Medical staff at risk from heart procedure X-rays
Heart procedures that involve the use of X-rays may dramatically increase the risk of health problems ranging from cataracts to cancer suffered by medical staff, a study has found.
An X-ray technique called fluoroscopy is routinely used to obtain real-time moving images of the heart. Two common procedures that employ it are coronary angiography, for diagnosing heart problems, and angioplasty to widen narrowed arteries.
Fluoroscopy is used so often that over time the effects of radiation exposure on busy health professionals can be considerable.
Over a 30-year career a cardiologist might receive the dose equivalent of 2,500 to 10,000 chest X-rays.
Researchers have now recorded a catalogue of disorders that are significantly more likely to be suffered by doctors, nurses and technicians involved in fluoroscopy-assisted heart procedures over a typical period of 10 years.
Compared with health workers not exposed to radiation, they were 2.8 times more likely to have a skin abnormality, 7.1 times more likely to develop orthopaedic back, neck or knee problems, and 6.3 times more likely to suffer from cataracts.
Those who had been doing the work for more than 16 years were also three times more likely to develop cancer.
In addition, exposed staff had increased rates of high blood pressure and cholesterol, but relatively low rates of heart disease.
Dr Maria Andreassi, from the National Research Council Institute of Clinical Physiology in Pisa, Italy, who led the study, said: "Occupational doses of radiation in cardiovascular procedures guided by fluoroscopy are the highest doses registered among medical staff using X-rays.

▶ _TASK DIRECTIONS_:
Please continue the article on X-ray risks to heart procedure staff, picking up right after its final sentence.

▶ _SOURCE MATERIAL_:
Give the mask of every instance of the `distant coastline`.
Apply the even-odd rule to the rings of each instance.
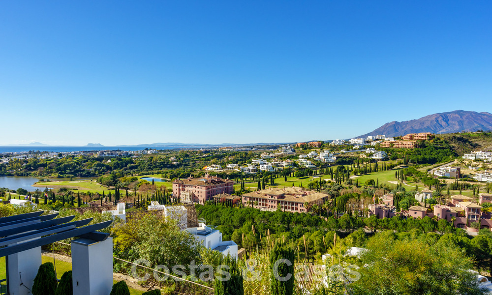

▶ _WRITTEN REPLY_:
"Interventional cardiologists and electrophysiologists have a two to three times higher annual exposure than that of radiologists, as they are closer to the radiological source and experience radiation exposure with the patient, whereas diagnostic radiologists are generally shielded from radiation exposure."
The biological effects of radiation exposure are measured in millisieverts (mSv).
Dr Andreassi said each year a busy cardiologist or electrophysiologist was exposed to around 5mSv of radiation. Over a 30-year career they might be exposed to 50 to 200mSv, the same dose they would receive if they underwent 2,500 to 10,000 chest X-rays.
The findings, published in the American Heart Association journal Circulation: Cardiovascular Interventions, are from a survey of 466 individuals employed in hospital cardiac catheterisation (cath) labs and 280 professionals who worked in other settings.